**SOURCE PASSAGE:**
#####
Biden pushes back amid mounting crisis over border
- Mayorkas repeatedly placed blame on Biden's predecessor, Donald Trump, who imposed an array of anti-immigration policies.
WASHINGTON: "The border is closed": With those words, a top Biden administration official on Sunday pushed back against fast-mounting criticism that it has bungled immigration policy, spurring an influx of migrants in the biggest crisis to emerge under the new president.
Homeland Security Secretary Alejandro Mayorkas said the administration's message to would-be border-crossers was simple: "Now is not the time to come. Do not come. The journey is dangerous.
"We are building safe, orderly and humane ways to address the needs of vulnerable children," he said on ABC's "This Week."
"Do not come."
But with an estimated 15,000 migrant children or teenagers already in federal custody -- roughly a third of them in facilities meant for adults -- and with the United States on pace to see two million undocumented migrants arrive this year, the problem has become impossible to ignore.
Biden himself vowed on Sunday to visit the border and said he was stepping up the message to migrants to stay home.
"We're in the process of doing it now, including making sure that we reestablish what existed before, which was -- they can stay in place and make their case from their home country," he told reporters.
#####
**SUPPLIED INFORMATION:**
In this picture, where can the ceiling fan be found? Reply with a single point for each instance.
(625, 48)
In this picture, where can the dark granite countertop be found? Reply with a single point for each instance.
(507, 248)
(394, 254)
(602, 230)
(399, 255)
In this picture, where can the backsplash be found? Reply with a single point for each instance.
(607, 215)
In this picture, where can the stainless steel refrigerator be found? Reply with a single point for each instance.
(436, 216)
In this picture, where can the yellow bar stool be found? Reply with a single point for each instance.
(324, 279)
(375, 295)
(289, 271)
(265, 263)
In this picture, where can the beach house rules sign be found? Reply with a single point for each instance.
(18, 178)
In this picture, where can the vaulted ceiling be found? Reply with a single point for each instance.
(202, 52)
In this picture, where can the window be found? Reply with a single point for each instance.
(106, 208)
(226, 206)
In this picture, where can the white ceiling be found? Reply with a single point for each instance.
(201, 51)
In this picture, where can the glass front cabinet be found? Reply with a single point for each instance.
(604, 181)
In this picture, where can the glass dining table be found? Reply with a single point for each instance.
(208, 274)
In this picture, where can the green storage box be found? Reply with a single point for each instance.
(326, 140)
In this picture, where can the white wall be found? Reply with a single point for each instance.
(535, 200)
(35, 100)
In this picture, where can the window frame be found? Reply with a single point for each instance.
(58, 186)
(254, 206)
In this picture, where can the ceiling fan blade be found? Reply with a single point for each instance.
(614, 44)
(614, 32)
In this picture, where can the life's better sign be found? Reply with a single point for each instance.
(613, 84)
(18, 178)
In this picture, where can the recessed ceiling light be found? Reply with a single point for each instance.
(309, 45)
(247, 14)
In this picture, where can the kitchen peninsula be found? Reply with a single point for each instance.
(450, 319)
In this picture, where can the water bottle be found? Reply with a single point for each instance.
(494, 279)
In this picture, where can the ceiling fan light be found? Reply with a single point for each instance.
#####
**WHAT IS EXPECTED:** Continue the news story above about the Biden administration and the border crisis, picking up right after its last sentence and not after the rows.

**EXERCISE RESPONSE:**
Bipartisan criticism
Many Republicans, but also a growing number of Democrats, have criticized the administration's border policies.
Mayorkas, appearing on three television networks, insisted that the administration was doing everything it could to address the influx, but said the task was complicated by policies inherited from the Trump administration and by the Covid-19 pandemic.
"We have a plan. We are executing on our plan and we will succeed," the Havana-born Mayorkas said on ABC. "But one thing is also clear, that it takes time."
Mayorkas repeatedly placed blame on Biden's predecessor, Donald Trump, who imposed an array of anti-immigration policies.
"The entire system ...was dismantled in its entirety by the prior administration" and had to be rebuilt, Mayorkas said.
He said three new facilities had been opened to handle border arrivals just last week.